## TASK TO COMPLETE
Copy the part of the records that opens with the line containing "on the green" and closes with the line containing "[(200, 218), (512, 243)]", keeping the requests and their format samples unchanged. Multiply every coordinate in the answers by 1.85 and round to whole numbers, with halves rounded up.

— START GIVEN RECORDS —

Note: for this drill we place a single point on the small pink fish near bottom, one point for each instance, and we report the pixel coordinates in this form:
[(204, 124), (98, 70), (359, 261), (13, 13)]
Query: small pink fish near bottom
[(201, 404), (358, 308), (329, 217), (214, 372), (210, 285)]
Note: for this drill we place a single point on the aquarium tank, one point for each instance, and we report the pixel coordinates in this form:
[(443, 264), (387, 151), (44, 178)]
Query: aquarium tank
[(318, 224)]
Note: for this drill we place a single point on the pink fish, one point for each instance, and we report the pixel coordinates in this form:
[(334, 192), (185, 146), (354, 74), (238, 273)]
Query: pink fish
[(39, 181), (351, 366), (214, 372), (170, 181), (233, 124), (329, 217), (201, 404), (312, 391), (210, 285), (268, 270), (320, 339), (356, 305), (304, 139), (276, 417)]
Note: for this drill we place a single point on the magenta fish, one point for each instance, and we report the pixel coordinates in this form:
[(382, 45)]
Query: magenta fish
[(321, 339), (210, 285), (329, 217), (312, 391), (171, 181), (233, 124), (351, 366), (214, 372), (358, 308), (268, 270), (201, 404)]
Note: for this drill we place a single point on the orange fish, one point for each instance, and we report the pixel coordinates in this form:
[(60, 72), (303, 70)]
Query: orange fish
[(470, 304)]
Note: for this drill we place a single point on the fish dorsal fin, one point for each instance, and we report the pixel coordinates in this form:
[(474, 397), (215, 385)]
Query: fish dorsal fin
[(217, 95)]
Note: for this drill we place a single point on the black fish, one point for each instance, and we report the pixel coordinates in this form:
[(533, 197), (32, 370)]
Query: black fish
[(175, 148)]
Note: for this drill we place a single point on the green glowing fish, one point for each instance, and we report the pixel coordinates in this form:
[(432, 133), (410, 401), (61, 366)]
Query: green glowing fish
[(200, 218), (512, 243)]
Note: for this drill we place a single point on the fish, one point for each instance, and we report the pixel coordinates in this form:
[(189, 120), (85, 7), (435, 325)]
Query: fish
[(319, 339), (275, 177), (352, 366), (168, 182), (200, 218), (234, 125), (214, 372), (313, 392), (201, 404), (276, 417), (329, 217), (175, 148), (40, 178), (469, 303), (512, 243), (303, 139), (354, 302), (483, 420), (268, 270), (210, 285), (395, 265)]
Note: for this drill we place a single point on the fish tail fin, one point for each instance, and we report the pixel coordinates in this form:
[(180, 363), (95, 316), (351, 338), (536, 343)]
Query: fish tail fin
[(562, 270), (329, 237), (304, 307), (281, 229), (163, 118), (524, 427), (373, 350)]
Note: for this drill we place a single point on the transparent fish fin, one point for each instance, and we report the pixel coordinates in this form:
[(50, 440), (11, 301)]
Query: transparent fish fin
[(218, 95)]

— END GIVEN RECORDS —

## ANSWER TO THIS EXERCISE
Note: for this drill we place a single point on the green glowing fish, one point for each instance, and we report the pixel coordinates in this form:
[(432, 133), (410, 401), (61, 366)]
Query: green glowing fish
[(370, 403), (947, 450)]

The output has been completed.